§ Extracted entries:
● ● ●

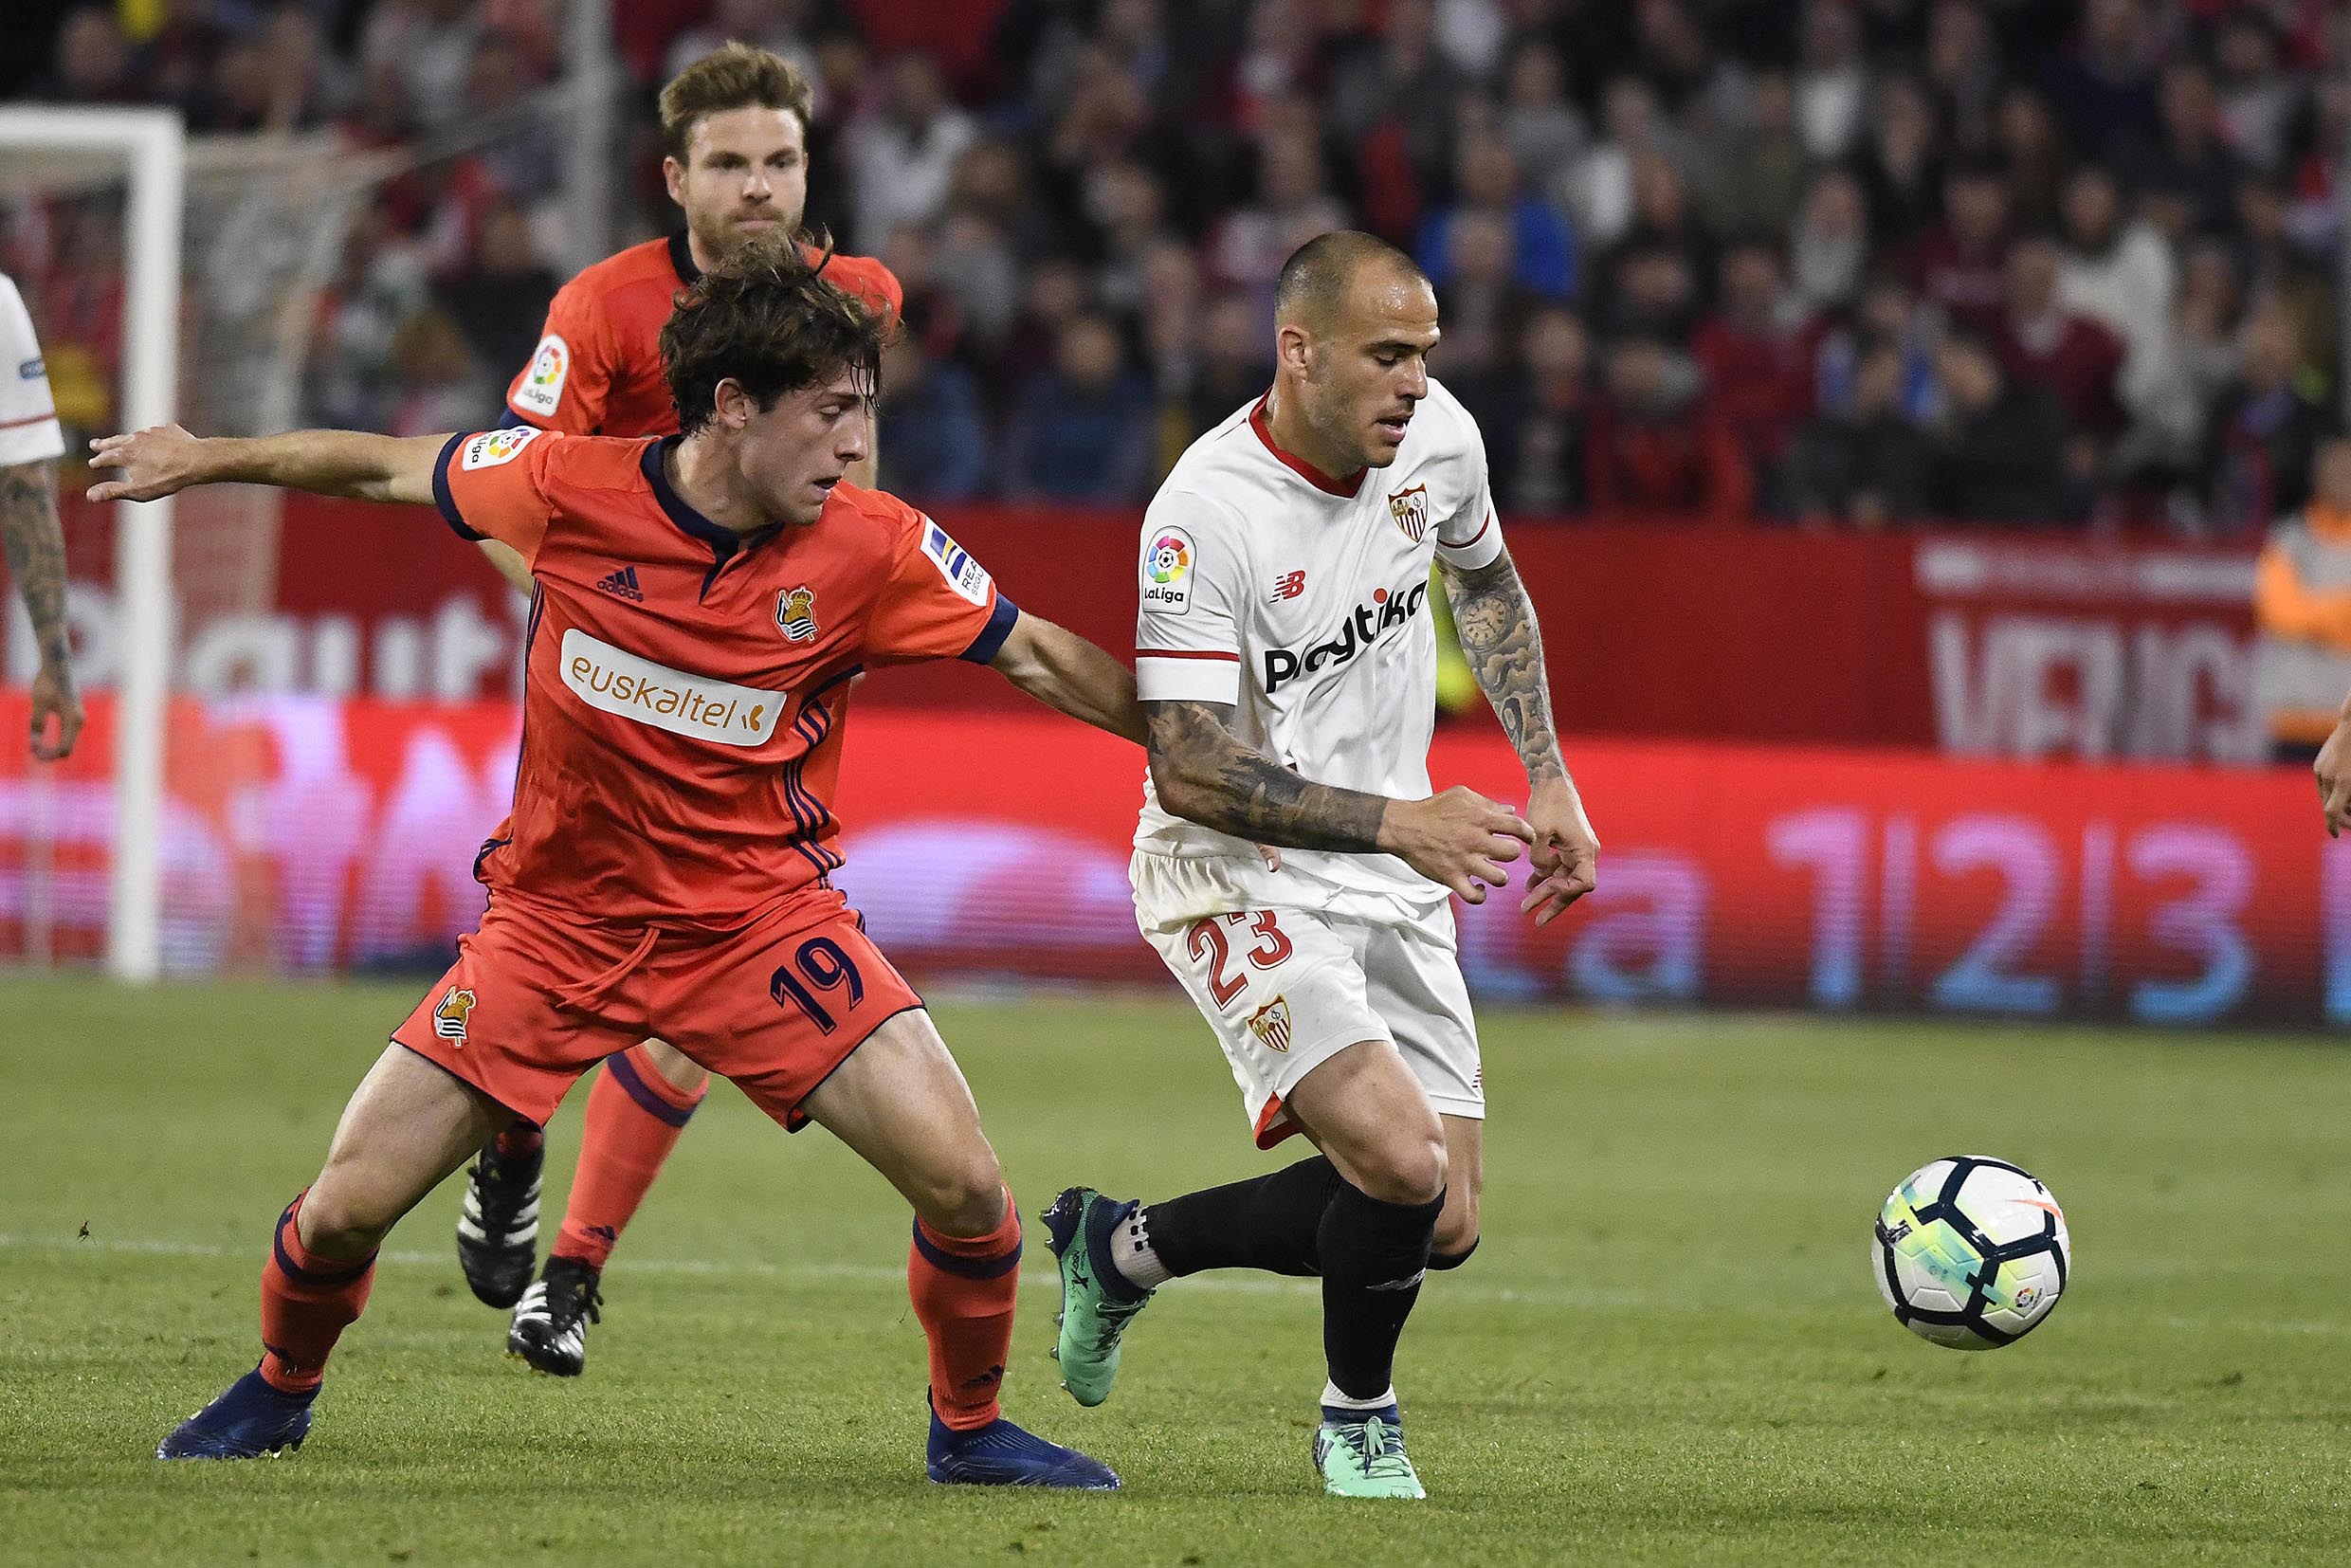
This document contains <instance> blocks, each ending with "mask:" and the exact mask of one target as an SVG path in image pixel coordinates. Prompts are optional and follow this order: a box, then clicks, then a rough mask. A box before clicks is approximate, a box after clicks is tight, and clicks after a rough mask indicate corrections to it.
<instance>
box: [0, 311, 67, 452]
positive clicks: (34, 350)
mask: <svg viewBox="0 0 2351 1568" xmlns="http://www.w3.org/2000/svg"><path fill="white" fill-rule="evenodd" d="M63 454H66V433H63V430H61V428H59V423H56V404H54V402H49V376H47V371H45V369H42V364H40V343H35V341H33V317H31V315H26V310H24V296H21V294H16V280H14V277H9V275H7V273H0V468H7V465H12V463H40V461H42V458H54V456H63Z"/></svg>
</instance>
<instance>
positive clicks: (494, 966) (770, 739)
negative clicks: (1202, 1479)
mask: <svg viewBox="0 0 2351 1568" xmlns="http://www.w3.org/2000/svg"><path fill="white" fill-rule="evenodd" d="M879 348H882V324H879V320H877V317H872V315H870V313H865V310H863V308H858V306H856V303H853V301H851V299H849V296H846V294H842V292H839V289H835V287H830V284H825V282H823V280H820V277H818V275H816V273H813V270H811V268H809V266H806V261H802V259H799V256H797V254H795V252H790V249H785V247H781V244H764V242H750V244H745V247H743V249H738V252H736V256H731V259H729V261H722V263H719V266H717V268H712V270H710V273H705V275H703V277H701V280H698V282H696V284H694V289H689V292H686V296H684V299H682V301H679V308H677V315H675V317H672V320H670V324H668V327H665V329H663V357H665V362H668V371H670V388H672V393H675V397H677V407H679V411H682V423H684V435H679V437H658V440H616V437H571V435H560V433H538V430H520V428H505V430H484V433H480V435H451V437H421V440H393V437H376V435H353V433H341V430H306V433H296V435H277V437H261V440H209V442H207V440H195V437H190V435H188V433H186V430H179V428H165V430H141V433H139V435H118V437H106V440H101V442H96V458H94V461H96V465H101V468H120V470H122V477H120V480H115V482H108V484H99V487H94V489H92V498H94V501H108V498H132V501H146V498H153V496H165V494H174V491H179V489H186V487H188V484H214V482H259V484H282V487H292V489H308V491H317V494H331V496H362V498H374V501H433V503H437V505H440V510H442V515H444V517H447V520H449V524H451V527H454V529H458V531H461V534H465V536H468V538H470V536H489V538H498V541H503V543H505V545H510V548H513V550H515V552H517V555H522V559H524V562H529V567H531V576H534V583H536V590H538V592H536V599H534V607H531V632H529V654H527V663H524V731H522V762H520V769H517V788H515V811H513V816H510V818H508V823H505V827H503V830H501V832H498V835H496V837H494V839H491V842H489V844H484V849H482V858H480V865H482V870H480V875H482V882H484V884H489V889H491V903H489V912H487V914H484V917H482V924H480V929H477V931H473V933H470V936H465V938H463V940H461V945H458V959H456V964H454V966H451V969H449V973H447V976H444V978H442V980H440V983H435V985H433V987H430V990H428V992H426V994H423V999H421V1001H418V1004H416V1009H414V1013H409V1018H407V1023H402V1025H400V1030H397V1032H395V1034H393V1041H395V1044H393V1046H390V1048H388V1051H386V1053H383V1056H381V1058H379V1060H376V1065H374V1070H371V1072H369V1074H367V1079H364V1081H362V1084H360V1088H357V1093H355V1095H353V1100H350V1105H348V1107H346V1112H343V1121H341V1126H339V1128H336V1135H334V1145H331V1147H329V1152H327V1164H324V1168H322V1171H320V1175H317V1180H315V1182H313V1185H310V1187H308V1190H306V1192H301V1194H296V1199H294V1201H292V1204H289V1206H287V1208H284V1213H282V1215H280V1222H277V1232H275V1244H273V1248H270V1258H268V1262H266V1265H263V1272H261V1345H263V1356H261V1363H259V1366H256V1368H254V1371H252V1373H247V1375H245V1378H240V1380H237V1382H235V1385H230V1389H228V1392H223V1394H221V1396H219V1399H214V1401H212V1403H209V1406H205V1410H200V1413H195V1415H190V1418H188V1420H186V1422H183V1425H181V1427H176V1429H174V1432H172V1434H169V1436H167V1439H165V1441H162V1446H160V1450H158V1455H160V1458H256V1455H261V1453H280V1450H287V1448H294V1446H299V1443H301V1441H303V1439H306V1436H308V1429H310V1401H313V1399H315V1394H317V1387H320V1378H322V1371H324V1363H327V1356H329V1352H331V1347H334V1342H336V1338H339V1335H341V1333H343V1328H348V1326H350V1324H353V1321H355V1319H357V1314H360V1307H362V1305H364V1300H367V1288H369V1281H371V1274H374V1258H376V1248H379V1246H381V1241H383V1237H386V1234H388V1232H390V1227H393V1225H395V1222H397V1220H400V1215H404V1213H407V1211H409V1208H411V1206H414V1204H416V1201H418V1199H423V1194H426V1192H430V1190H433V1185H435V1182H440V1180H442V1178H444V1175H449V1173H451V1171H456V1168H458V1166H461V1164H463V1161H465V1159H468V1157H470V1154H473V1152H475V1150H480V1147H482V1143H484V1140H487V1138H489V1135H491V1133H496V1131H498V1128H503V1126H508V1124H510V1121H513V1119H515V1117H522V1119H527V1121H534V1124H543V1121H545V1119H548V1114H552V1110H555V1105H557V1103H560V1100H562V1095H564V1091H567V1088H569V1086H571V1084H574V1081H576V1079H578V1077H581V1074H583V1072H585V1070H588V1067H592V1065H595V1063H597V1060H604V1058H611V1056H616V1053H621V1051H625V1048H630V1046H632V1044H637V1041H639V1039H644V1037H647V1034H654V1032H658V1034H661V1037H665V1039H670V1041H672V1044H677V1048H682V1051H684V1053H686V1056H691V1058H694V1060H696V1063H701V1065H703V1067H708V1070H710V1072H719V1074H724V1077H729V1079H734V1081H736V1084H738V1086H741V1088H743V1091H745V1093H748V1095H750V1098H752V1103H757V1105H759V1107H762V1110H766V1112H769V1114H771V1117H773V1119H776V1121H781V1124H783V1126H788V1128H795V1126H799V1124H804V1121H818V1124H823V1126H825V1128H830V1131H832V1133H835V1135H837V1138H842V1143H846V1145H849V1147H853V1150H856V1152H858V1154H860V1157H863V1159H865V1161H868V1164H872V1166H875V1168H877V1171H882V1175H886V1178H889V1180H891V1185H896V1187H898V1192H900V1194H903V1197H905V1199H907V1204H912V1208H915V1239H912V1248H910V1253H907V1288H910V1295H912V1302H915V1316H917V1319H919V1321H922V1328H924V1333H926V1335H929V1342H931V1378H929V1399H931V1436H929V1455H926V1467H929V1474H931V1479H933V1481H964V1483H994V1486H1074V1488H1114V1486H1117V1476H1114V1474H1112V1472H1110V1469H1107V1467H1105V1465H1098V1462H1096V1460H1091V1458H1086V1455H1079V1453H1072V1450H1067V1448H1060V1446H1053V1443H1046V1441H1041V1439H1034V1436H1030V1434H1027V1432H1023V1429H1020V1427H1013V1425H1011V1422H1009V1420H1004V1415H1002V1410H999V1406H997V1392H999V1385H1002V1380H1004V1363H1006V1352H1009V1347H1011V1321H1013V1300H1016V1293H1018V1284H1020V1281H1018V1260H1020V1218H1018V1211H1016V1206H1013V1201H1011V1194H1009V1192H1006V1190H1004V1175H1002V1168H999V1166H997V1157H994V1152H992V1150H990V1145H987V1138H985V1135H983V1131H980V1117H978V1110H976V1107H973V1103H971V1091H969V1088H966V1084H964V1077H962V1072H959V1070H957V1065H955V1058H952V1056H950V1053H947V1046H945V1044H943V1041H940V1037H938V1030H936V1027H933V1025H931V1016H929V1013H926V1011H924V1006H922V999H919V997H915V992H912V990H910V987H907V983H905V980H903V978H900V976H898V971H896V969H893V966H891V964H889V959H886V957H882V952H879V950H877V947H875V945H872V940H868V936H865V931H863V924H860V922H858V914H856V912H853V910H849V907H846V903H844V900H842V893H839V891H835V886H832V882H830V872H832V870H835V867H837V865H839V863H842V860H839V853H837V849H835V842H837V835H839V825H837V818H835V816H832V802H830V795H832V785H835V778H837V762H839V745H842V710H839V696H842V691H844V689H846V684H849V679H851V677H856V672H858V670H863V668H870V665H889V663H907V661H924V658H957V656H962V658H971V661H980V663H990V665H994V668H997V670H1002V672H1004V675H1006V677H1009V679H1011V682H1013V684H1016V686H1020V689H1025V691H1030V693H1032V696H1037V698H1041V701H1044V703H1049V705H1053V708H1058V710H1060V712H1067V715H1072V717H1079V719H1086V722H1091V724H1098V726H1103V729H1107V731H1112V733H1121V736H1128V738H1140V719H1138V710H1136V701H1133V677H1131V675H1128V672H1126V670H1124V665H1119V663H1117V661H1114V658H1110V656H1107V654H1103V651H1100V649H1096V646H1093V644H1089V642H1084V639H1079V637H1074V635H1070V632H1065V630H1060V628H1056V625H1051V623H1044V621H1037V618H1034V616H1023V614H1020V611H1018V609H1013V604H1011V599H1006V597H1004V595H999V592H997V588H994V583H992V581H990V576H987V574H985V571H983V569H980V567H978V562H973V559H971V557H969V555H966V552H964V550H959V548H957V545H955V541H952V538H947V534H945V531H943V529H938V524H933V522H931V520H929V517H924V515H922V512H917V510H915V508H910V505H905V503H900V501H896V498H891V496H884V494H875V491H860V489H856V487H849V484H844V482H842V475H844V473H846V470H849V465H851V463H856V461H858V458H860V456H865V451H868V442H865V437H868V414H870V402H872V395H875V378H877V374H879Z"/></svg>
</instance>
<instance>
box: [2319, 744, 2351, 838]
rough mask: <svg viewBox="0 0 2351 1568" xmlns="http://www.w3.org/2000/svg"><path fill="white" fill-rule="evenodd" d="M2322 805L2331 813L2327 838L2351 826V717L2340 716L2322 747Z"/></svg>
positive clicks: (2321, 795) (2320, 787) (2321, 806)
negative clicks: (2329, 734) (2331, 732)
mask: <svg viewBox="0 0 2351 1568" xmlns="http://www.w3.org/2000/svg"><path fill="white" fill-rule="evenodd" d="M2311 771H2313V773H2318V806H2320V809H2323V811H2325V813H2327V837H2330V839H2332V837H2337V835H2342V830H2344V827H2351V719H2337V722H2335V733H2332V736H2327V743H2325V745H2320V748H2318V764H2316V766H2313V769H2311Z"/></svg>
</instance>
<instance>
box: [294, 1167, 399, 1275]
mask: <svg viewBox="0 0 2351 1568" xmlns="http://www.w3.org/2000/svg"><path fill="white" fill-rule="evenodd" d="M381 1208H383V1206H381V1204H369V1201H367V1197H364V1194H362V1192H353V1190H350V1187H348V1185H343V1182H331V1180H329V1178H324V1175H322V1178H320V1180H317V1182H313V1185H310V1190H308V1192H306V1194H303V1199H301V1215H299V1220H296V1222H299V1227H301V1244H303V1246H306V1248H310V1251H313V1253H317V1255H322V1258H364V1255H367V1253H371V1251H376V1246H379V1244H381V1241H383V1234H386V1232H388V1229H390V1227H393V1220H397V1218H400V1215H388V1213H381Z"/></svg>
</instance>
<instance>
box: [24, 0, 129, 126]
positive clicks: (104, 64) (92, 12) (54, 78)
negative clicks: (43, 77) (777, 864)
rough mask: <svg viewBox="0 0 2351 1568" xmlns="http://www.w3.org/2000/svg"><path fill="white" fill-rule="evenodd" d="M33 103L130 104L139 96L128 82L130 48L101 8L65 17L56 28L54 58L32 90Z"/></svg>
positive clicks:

● ● ●

§ Work order: Gather every line of the entries above that contains the string "positive", matching case exactly.

§ Answer box:
positive clicks: (34, 350)
positive clicks: (494, 966) (770, 739)
positive clicks: (2321, 795) (2320, 787) (2321, 806)
positive clicks: (104, 64) (92, 12) (54, 78)
positive clicks:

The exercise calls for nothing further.